◆ Work request: Exclude the pictures. Transcribe, exactly as written, the lines from the one with "The client would like the person walking" through the end of the entries below.

[Recorded data]
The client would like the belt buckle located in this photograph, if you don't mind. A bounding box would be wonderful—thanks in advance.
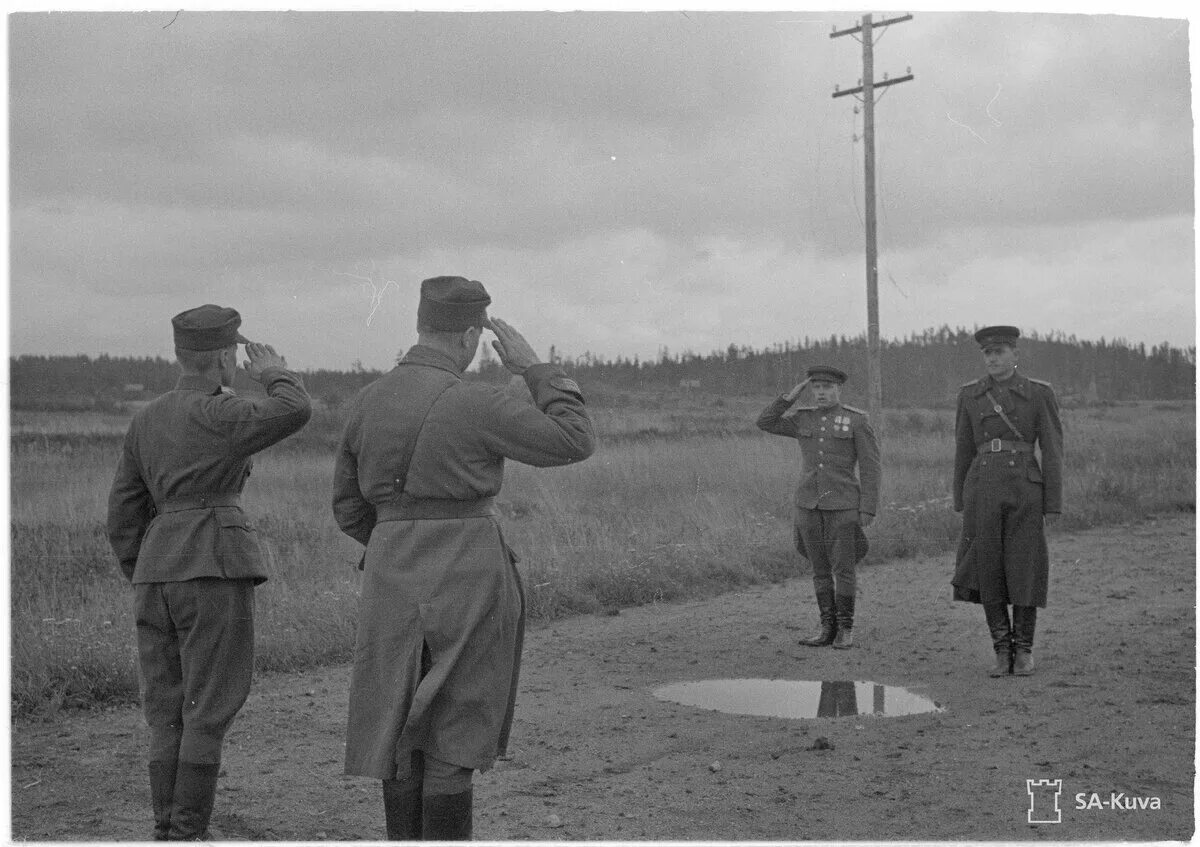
[989,438,1002,453]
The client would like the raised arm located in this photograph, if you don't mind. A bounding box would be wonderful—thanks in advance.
[479,317,595,466]
[219,342,312,455]
[756,378,810,437]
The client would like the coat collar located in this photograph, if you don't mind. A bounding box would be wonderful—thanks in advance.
[398,344,465,377]
[973,371,1030,398]
[175,374,225,395]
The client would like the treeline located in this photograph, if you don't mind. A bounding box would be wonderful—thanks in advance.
[541,327,1196,406]
[8,327,1195,411]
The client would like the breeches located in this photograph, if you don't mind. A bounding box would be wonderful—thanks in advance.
[796,508,859,597]
[134,578,256,764]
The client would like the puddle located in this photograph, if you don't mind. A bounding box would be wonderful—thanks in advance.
[652,679,944,719]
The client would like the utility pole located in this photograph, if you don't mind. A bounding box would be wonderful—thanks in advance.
[831,13,913,437]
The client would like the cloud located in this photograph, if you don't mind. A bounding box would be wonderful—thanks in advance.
[7,10,1194,366]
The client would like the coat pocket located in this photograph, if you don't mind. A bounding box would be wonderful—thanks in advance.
[215,509,266,578]
[1026,461,1044,484]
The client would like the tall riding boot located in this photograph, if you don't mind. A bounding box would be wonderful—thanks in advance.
[148,760,178,841]
[167,762,220,841]
[1012,605,1038,676]
[382,779,423,840]
[983,603,1013,677]
[422,789,473,840]
[799,587,838,647]
[831,594,855,649]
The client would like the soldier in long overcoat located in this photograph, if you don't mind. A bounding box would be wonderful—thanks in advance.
[953,325,1063,677]
[107,306,312,839]
[333,276,595,840]
[757,365,881,649]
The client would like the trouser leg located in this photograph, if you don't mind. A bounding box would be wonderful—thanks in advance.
[827,510,860,649]
[136,584,185,840]
[166,579,255,840]
[796,509,837,646]
[983,602,1013,677]
[422,756,474,841]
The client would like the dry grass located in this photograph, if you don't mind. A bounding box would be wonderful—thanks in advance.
[9,399,1194,715]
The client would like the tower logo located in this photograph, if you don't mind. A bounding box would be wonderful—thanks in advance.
[1027,778,1063,824]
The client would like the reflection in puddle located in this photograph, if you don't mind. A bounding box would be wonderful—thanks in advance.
[652,679,944,719]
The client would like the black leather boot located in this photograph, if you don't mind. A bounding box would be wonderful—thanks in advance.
[422,789,473,840]
[148,760,177,841]
[1012,605,1038,676]
[831,594,855,649]
[382,778,423,840]
[167,762,220,841]
[799,588,838,647]
[983,603,1013,677]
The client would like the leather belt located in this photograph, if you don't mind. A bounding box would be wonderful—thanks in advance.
[375,496,497,522]
[978,439,1034,455]
[157,493,242,513]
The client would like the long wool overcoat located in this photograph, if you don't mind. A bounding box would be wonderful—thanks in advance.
[951,371,1063,607]
[333,345,594,780]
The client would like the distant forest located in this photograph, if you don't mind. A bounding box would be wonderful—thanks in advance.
[9,326,1195,411]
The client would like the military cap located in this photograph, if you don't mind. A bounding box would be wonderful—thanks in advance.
[806,365,847,384]
[796,522,870,563]
[418,276,491,331]
[974,325,1020,348]
[172,304,250,351]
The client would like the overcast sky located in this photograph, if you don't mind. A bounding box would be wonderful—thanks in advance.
[6,5,1196,371]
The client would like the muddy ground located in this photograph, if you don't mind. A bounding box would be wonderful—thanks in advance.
[10,514,1195,841]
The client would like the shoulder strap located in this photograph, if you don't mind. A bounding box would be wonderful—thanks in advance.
[354,369,456,572]
[984,389,1027,441]
[391,366,458,500]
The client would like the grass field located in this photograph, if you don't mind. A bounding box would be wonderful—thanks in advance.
[8,394,1195,715]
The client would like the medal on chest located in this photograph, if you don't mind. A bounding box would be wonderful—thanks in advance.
[834,414,851,433]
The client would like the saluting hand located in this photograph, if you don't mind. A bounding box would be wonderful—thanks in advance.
[487,318,541,375]
[784,377,811,402]
[243,342,288,381]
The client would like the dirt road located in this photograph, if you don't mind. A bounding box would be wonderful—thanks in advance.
[10,514,1195,841]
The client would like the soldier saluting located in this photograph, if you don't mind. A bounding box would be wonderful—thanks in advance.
[757,366,881,649]
[952,326,1063,677]
[333,276,595,840]
[107,305,312,840]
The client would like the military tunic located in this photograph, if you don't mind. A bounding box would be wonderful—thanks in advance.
[107,369,312,763]
[333,345,594,781]
[952,371,1063,607]
[756,398,881,595]
[756,398,881,514]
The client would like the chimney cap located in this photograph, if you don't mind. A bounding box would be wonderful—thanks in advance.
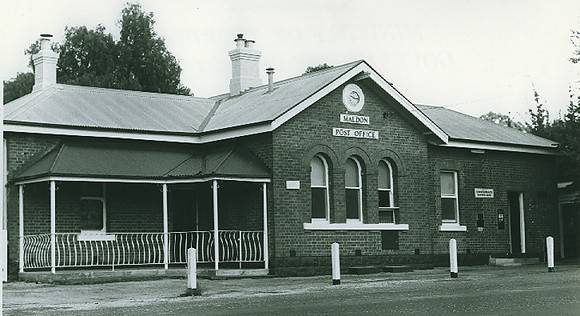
[40,33,53,38]
[266,67,275,73]
[236,33,244,39]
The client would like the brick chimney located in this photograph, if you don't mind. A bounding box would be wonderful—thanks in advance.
[32,34,58,91]
[229,34,262,96]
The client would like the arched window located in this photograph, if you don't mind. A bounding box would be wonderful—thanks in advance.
[345,157,363,222]
[310,155,330,221]
[378,160,395,223]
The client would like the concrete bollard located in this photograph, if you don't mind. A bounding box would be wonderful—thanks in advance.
[449,239,458,278]
[186,248,201,296]
[546,236,555,272]
[331,242,340,285]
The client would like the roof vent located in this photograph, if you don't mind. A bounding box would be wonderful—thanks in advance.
[266,68,275,93]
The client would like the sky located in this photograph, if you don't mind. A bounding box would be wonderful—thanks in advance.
[1,0,579,122]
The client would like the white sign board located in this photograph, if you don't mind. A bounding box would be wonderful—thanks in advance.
[286,180,300,190]
[340,114,370,125]
[332,128,379,140]
[474,188,494,198]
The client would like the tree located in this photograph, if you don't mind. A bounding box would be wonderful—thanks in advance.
[304,63,333,74]
[57,25,117,88]
[527,90,550,136]
[115,3,190,94]
[3,73,34,103]
[3,2,191,103]
[479,111,526,131]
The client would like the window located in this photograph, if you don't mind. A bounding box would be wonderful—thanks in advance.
[345,157,363,222]
[440,171,459,223]
[378,160,395,223]
[80,183,106,232]
[310,155,330,221]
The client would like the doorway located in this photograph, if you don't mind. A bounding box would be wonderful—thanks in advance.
[508,192,526,254]
[561,203,580,258]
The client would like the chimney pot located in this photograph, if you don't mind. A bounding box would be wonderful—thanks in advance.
[245,39,255,48]
[266,67,275,92]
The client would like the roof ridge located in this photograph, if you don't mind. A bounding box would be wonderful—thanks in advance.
[48,143,66,172]
[208,60,364,99]
[56,84,211,101]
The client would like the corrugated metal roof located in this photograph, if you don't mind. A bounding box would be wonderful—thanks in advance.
[202,61,362,131]
[5,85,215,133]
[13,142,270,181]
[416,105,557,148]
[3,60,557,150]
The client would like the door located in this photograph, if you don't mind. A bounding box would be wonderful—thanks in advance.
[171,189,198,231]
[562,203,580,258]
[508,192,526,254]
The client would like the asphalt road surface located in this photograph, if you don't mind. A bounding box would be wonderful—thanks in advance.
[5,265,580,315]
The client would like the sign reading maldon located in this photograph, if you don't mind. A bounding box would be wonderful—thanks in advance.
[332,127,379,140]
[340,113,370,125]
[474,188,494,198]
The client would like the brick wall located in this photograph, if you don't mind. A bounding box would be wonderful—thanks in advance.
[270,79,434,263]
[429,147,558,256]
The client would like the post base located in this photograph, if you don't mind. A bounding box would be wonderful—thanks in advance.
[548,267,555,272]
[450,272,458,278]
[332,279,341,285]
[183,288,202,296]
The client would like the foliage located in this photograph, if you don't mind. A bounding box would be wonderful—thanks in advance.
[3,73,34,104]
[57,25,118,88]
[4,2,191,103]
[571,29,580,64]
[528,88,580,183]
[304,63,333,74]
[115,3,190,94]
[479,111,526,131]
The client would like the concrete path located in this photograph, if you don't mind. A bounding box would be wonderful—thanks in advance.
[3,264,580,315]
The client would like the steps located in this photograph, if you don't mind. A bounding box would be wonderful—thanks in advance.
[348,265,413,275]
[489,257,540,267]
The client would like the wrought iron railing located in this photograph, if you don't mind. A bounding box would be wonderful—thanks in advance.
[22,230,264,270]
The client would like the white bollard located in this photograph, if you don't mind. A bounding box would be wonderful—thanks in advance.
[449,239,458,278]
[331,242,340,285]
[546,236,555,272]
[186,248,201,296]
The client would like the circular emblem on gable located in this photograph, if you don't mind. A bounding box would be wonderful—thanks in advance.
[342,83,365,112]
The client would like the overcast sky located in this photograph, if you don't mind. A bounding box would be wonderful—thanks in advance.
[1,0,579,122]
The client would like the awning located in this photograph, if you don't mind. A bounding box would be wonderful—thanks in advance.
[12,141,271,183]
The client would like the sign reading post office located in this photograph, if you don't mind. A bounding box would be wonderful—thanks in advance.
[332,127,379,140]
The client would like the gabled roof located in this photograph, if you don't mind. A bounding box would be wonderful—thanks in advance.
[13,142,270,183]
[3,59,558,154]
[4,60,448,143]
[417,105,558,149]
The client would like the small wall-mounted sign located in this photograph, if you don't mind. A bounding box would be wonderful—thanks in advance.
[474,188,494,198]
[286,180,300,190]
[332,127,379,140]
[340,113,370,125]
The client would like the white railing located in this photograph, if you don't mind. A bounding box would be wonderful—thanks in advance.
[22,230,264,270]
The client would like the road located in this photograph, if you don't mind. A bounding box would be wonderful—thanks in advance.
[5,265,580,315]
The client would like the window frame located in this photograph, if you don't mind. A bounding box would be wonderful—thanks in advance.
[440,170,460,224]
[80,183,107,233]
[310,155,331,223]
[345,157,363,223]
[378,159,396,223]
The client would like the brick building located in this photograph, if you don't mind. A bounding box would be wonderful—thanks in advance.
[2,34,562,278]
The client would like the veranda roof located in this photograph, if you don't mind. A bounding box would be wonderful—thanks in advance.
[12,141,271,183]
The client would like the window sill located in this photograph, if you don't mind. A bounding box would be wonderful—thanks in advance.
[78,231,116,241]
[438,224,467,232]
[304,222,409,231]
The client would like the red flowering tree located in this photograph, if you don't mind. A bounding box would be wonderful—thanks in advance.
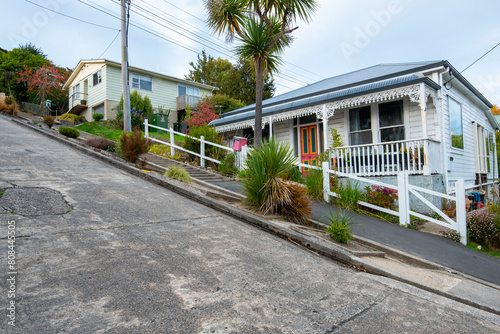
[186,98,219,132]
[16,64,67,115]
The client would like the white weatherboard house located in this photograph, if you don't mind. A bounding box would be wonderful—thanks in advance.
[211,61,498,195]
[63,59,216,126]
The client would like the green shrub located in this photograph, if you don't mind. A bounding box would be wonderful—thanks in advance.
[59,126,80,138]
[363,185,398,210]
[218,153,237,176]
[85,137,116,151]
[442,230,461,243]
[304,168,323,201]
[467,210,500,248]
[119,128,150,163]
[59,113,83,124]
[43,116,54,129]
[324,211,353,244]
[116,90,153,129]
[164,166,192,183]
[242,139,312,224]
[337,180,364,211]
[183,124,223,164]
[4,96,12,105]
[92,113,104,121]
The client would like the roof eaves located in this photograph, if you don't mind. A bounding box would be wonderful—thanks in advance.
[444,61,493,108]
[211,76,439,126]
[223,60,447,117]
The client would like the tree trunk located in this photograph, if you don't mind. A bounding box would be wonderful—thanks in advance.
[254,58,264,148]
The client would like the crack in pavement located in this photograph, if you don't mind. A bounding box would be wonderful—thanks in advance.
[0,214,220,240]
[325,290,394,333]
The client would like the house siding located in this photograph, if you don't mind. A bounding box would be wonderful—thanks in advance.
[407,98,437,140]
[327,109,347,144]
[443,85,497,186]
[87,66,106,114]
[273,120,292,144]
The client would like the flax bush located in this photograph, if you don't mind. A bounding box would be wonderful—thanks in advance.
[242,139,312,224]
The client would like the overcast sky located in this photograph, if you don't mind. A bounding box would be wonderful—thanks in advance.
[2,0,499,105]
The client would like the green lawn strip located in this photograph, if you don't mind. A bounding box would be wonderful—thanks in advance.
[467,242,500,259]
[76,122,123,141]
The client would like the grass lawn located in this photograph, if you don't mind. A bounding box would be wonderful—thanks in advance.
[467,242,500,259]
[76,121,123,141]
[76,121,185,142]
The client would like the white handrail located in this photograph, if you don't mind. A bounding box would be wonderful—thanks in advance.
[144,118,234,167]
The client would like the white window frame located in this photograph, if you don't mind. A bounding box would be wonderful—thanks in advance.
[348,106,372,145]
[93,70,102,86]
[131,73,153,91]
[449,97,464,150]
[473,122,488,174]
[72,83,80,101]
[177,84,200,97]
[378,100,405,143]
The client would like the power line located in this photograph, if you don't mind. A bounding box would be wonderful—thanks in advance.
[133,0,319,84]
[97,30,121,59]
[127,1,312,86]
[445,41,500,87]
[77,0,299,91]
[25,0,119,31]
[461,42,500,74]
[158,0,326,81]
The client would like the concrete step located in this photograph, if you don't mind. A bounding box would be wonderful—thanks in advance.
[143,153,233,183]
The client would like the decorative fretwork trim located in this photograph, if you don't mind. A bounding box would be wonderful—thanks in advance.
[216,83,438,132]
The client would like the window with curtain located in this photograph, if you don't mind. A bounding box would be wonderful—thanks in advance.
[349,106,372,145]
[379,100,404,142]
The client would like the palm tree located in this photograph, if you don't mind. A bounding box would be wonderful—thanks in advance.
[204,0,318,147]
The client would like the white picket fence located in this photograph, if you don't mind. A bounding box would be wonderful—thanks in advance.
[299,161,468,245]
[144,119,246,169]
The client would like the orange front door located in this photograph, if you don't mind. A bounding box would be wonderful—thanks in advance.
[300,125,319,174]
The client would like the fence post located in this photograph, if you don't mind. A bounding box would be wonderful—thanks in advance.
[169,127,175,157]
[322,161,330,203]
[456,178,467,245]
[398,172,409,226]
[239,145,248,170]
[200,135,205,168]
[144,118,149,139]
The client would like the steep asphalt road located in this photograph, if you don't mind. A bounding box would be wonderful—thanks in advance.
[1,116,500,333]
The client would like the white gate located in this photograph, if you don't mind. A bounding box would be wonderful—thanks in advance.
[313,161,468,245]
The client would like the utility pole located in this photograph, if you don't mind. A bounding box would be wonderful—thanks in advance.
[121,0,131,132]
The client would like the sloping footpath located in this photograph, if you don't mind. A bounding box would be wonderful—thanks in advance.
[6,114,500,317]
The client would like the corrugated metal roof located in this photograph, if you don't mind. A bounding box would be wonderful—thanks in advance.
[211,74,439,126]
[221,61,443,118]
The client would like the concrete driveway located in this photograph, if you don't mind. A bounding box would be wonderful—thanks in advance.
[1,116,500,333]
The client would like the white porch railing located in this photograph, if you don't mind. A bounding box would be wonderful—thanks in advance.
[144,119,246,169]
[329,138,441,177]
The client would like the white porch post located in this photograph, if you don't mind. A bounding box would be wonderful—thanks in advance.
[419,83,430,175]
[322,104,329,153]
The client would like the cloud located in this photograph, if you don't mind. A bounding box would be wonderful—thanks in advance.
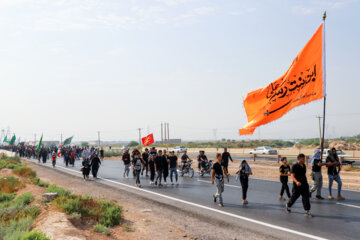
[106,47,126,56]
[293,0,356,15]
[180,7,214,18]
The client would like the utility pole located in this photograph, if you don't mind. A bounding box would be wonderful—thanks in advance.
[167,122,170,144]
[161,123,163,144]
[137,128,142,146]
[317,116,322,146]
[34,134,37,145]
[213,129,217,141]
[97,131,101,148]
[61,133,63,145]
[164,123,167,144]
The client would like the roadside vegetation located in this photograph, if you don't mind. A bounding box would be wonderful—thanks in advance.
[0,155,123,238]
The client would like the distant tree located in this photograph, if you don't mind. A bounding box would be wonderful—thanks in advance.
[127,141,139,147]
[221,138,226,142]
[81,142,89,147]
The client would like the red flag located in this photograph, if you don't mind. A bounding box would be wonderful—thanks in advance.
[142,134,154,146]
[57,152,61,157]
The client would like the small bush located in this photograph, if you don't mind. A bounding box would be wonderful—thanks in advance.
[0,192,15,202]
[93,223,110,236]
[0,217,34,240]
[13,167,36,178]
[99,201,122,227]
[32,178,49,188]
[343,165,358,171]
[20,230,50,240]
[0,176,23,193]
[124,225,135,232]
[46,185,70,197]
[71,212,81,220]
[13,193,35,207]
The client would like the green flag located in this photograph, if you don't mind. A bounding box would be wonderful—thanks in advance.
[3,136,7,143]
[37,134,43,152]
[9,135,16,145]
[63,136,73,146]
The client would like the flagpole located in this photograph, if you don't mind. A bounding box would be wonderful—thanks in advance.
[320,11,327,161]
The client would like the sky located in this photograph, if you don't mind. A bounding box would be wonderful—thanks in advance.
[0,0,359,142]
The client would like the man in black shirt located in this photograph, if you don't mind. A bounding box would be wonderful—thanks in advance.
[141,148,149,177]
[168,151,178,185]
[181,151,191,171]
[212,153,229,207]
[286,154,311,217]
[197,151,208,171]
[279,157,291,200]
[221,148,233,173]
[154,150,165,186]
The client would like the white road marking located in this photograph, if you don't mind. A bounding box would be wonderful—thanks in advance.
[24,158,327,240]
[336,202,360,209]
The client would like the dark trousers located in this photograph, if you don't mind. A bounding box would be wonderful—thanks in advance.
[280,178,291,198]
[240,176,248,200]
[141,163,148,175]
[150,168,155,181]
[92,166,99,178]
[163,168,168,182]
[65,158,69,167]
[42,156,47,163]
[287,183,310,211]
[222,161,229,173]
[135,170,141,184]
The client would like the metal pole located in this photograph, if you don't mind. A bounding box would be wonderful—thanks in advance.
[161,123,163,144]
[164,123,167,144]
[97,131,100,148]
[317,116,322,146]
[34,134,36,144]
[320,11,327,161]
[61,133,63,145]
[138,128,142,146]
[167,123,170,144]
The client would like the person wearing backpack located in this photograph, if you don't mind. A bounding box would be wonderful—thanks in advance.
[51,151,57,168]
[134,152,144,187]
[235,160,253,205]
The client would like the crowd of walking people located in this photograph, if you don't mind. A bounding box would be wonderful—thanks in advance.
[1,144,346,217]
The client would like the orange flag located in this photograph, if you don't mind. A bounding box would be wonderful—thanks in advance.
[240,24,324,135]
[142,133,154,146]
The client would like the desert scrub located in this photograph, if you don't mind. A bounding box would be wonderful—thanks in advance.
[18,230,50,240]
[0,156,24,170]
[93,223,111,236]
[0,192,16,202]
[13,166,37,178]
[46,184,70,197]
[0,217,34,240]
[0,176,23,193]
[343,165,358,171]
[32,178,49,188]
[124,225,135,232]
[104,151,122,157]
[54,195,122,227]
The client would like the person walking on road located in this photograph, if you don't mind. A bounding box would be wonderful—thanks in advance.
[91,153,101,179]
[99,148,104,161]
[81,158,91,181]
[310,149,325,200]
[134,152,144,187]
[149,152,156,184]
[163,150,169,185]
[212,153,229,207]
[168,151,178,185]
[141,148,149,177]
[51,151,57,168]
[155,150,165,186]
[221,148,233,173]
[326,148,345,200]
[279,157,291,201]
[286,154,312,217]
[235,160,252,204]
[122,150,131,178]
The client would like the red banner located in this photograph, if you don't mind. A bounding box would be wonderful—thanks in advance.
[142,133,154,146]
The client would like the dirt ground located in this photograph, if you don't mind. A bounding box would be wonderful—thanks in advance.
[25,161,272,240]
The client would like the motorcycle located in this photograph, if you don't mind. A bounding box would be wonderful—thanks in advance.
[199,160,213,177]
[180,160,194,178]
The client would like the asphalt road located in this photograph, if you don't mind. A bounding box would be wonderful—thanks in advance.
[25,157,360,240]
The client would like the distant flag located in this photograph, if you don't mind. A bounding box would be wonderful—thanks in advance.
[142,133,154,146]
[3,136,8,143]
[240,24,324,135]
[57,152,61,158]
[9,135,16,145]
[37,134,43,152]
[63,136,73,146]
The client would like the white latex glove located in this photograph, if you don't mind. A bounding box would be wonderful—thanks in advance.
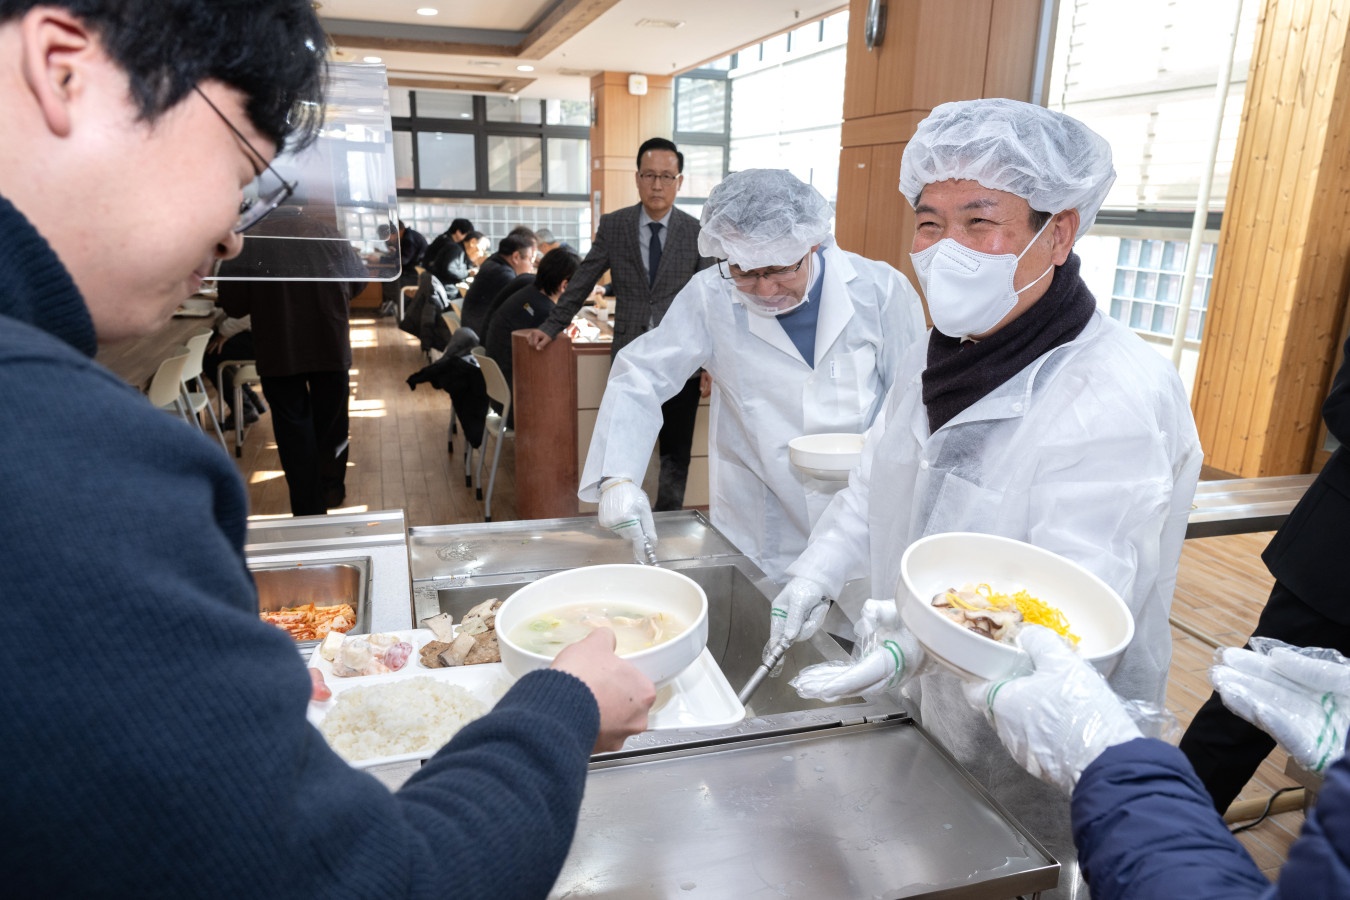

◆ Finished exercise:
The client would like the person walking on road located in this photograph, if you don't mind. A bounding box would be wonderful—thanks in advance.
[91,153,101,179]
[99,148,104,161]
[81,158,91,181]
[310,149,325,200]
[134,152,144,187]
[149,152,156,184]
[163,150,169,185]
[212,153,229,207]
[168,151,178,185]
[141,148,149,177]
[51,151,57,168]
[155,150,165,186]
[221,148,233,173]
[326,148,345,200]
[279,157,291,201]
[286,154,312,217]
[235,160,252,204]
[122,150,131,178]
The client would like the red banner located in this photograph, if you don't mind. A bounding box would be wonderful—thanks in advance.
[142,133,154,146]
The client would like the dirt ground located in this photograph, if you don't mind. A bounding box would be wonderful—thanks in advance.
[25,161,272,240]
The client would like the motorcycle located in this photograph, if you don't mind. A bounding box would be wonderful—thanks in advance.
[199,160,213,177]
[180,160,194,178]
The client would like the asphalt road located in this photograph, if you don't mind. A bounding box would be wonderful—thanks in advance.
[25,157,360,240]
The client would like the distant flag located in this photograph, if you don't mind. A bounding box would be wonderful—thanks in advance.
[142,133,154,146]
[3,136,8,143]
[240,24,324,135]
[57,152,61,158]
[9,135,16,145]
[37,134,43,152]
[63,136,73,146]
The client would like the white latex glove located in this photograph, if you don't mind. A bounding box would be wonderful—thanks in advance.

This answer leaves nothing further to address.